To do: Render each line of the records below as a Markdown table with two columns, Row and Line, numbering the rows in order and omitting blank lines. Leave the pictures out of the table.

Data rows:

════════════════════

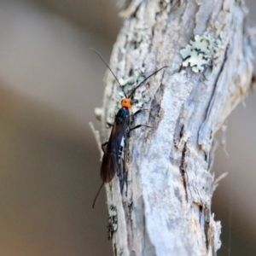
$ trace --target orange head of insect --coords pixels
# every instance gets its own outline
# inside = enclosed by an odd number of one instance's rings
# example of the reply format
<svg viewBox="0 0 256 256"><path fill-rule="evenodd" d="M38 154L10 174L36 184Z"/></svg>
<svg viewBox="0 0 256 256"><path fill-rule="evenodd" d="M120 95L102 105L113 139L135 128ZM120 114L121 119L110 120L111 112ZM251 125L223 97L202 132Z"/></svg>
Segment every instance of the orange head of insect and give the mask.
<svg viewBox="0 0 256 256"><path fill-rule="evenodd" d="M125 98L121 101L121 106L122 108L131 108L133 105L133 101L131 98Z"/></svg>

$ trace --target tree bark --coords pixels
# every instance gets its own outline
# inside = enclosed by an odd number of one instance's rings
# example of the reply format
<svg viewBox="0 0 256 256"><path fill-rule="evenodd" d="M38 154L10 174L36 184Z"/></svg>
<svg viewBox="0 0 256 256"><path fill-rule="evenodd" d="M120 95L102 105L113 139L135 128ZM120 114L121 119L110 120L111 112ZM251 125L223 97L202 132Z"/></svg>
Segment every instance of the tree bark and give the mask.
<svg viewBox="0 0 256 256"><path fill-rule="evenodd" d="M154 127L130 134L123 192L116 177L106 184L109 225L117 221L110 230L114 255L216 255L214 134L252 85L255 32L243 1L130 2L110 61L113 73L122 80L170 67L137 91L143 107L160 107L131 124ZM110 72L106 84L102 141L120 108Z"/></svg>

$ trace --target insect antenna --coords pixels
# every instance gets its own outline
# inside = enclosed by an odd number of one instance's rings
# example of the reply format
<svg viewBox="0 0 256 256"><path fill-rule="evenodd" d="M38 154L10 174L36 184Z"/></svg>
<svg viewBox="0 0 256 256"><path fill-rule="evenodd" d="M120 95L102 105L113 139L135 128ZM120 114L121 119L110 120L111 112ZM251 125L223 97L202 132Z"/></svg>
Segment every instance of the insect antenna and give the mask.
<svg viewBox="0 0 256 256"><path fill-rule="evenodd" d="M151 75L149 75L148 78L146 78L143 82L141 82L138 85L137 85L132 91L130 93L128 98L130 99L131 97L131 96L134 94L134 92L136 91L136 90L140 87L146 80L148 80L149 78L151 78L152 76L154 76L154 74L156 74L158 72L160 72L160 70L162 70L163 68L166 67L169 67L169 66L165 66L162 67L161 68L158 69L157 71L154 72Z"/></svg>
<svg viewBox="0 0 256 256"><path fill-rule="evenodd" d="M98 55L99 57L102 60L102 61L105 63L105 65L108 67L108 68L110 70L110 72L112 73L113 76L114 77L114 79L116 79L116 81L119 83L119 86L121 87L124 94L125 94L125 98L127 98L127 96L126 96L126 93L123 88L123 86L121 85L120 82L119 81L119 79L117 79L117 77L115 76L115 74L113 73L113 72L111 70L110 67L108 66L108 64L107 63L107 61L103 59L103 57L100 55L99 52L97 52L96 49L92 49L92 48L89 48L90 49L95 51Z"/></svg>
<svg viewBox="0 0 256 256"><path fill-rule="evenodd" d="M94 199L94 201L93 201L93 203L92 203L92 210L94 209L94 206L95 206L96 201L96 199L97 199L97 197L98 197L98 195L99 195L99 194L100 194L100 192L101 192L101 190L102 190L103 185L104 185L104 183L102 183L102 185L101 185L101 187L100 187L100 189L99 189L99 190L98 190L98 192L97 192L97 194L96 194L96 197L95 197L95 199Z"/></svg>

════════════════════

Result of this exercise:
| Row | Line |
|---|---|
| 1 | $ trace --target orange head of insect --coords pixels |
| 2 | # every instance gets its own outline |
| 3 | # inside = enclosed by an odd number of one instance's rings |
| 4 | # example of the reply format |
| 5 | <svg viewBox="0 0 256 256"><path fill-rule="evenodd" d="M38 154L10 174L36 184Z"/></svg> |
| 6 | <svg viewBox="0 0 256 256"><path fill-rule="evenodd" d="M120 95L102 105L113 139L135 128ZM120 114L121 119L110 120L111 112ZM251 125L223 97L202 132Z"/></svg> |
| 7 | Segment every instance of the orange head of insect and give the mask. |
| 8 | <svg viewBox="0 0 256 256"><path fill-rule="evenodd" d="M125 98L121 101L121 106L122 108L131 108L133 105L133 101L131 98Z"/></svg> |
| 9 | $ trace --target tree bark --coords pixels |
| 10 | # every instance gets its own outline |
| 11 | # inside = enclosed by an odd number of one instance's rings |
| 12 | # example of the reply format |
| 13 | <svg viewBox="0 0 256 256"><path fill-rule="evenodd" d="M38 154L10 174L36 184Z"/></svg> |
| 14 | <svg viewBox="0 0 256 256"><path fill-rule="evenodd" d="M120 95L102 105L113 139L135 128ZM120 114L121 119L110 120L111 112ZM251 125L223 97L202 132Z"/></svg> |
| 15 | Segment every instance of the tree bark and give the mask. |
| 16 | <svg viewBox="0 0 256 256"><path fill-rule="evenodd" d="M154 127L130 134L123 192L116 177L106 184L109 225L117 221L110 230L114 255L216 255L214 134L252 85L255 32L243 1L130 2L110 61L113 73L122 80L170 67L137 91L143 107L160 107L131 124ZM110 72L106 84L102 141L120 108Z"/></svg> |
| 17 | $ trace --target insect antenna --coords pixels |
| 18 | # every instance gets its own outline |
| 19 | # inside = enclosed by an odd number of one instance's rings |
| 20 | # example of the reply format |
| 21 | <svg viewBox="0 0 256 256"><path fill-rule="evenodd" d="M38 154L10 174L36 184Z"/></svg> |
| 22 | <svg viewBox="0 0 256 256"><path fill-rule="evenodd" d="M120 95L102 105L113 139L135 128ZM120 114L121 119L110 120L111 112ZM251 125L223 97L202 132Z"/></svg> |
| 23 | Segment every instance of the insect antenna and give the mask. |
| 24 | <svg viewBox="0 0 256 256"><path fill-rule="evenodd" d="M151 75L149 75L148 78L146 78L143 82L141 82L138 85L137 85L132 91L130 93L128 98L130 99L131 97L131 96L134 94L134 92L136 91L136 90L140 87L146 80L148 80L149 78L151 78L152 76L154 76L154 74L156 74L158 72L160 72L160 70L162 70L163 68L166 67L169 67L169 66L165 66L162 67L161 68L158 69L157 71L154 72Z"/></svg> |
| 25 | <svg viewBox="0 0 256 256"><path fill-rule="evenodd" d="M98 55L99 57L102 60L102 61L105 63L105 65L108 67L108 68L110 70L110 72L112 73L113 76L114 77L114 79L116 79L116 81L119 83L119 86L121 87L124 94L125 94L125 98L127 98L127 96L126 96L126 93L123 88L123 86L121 85L120 82L119 81L119 79L117 79L117 77L115 76L115 74L113 73L113 72L111 70L110 67L108 66L108 64L107 63L107 61L103 59L103 57L100 55L99 52L97 52L96 49L92 49L92 48L89 48L90 49L95 51Z"/></svg> |
| 26 | <svg viewBox="0 0 256 256"><path fill-rule="evenodd" d="M94 199L94 201L93 201L93 203L92 203L92 210L94 209L94 206L95 206L96 201L96 199L97 199L97 197L98 197L98 195L99 195L99 194L100 194L100 192L101 192L101 190L102 190L103 185L104 185L104 183L102 183L102 185L101 185L101 187L100 187L100 189L99 189L99 190L98 190L98 192L97 192L97 194L96 194L96 197L95 197L95 199Z"/></svg> |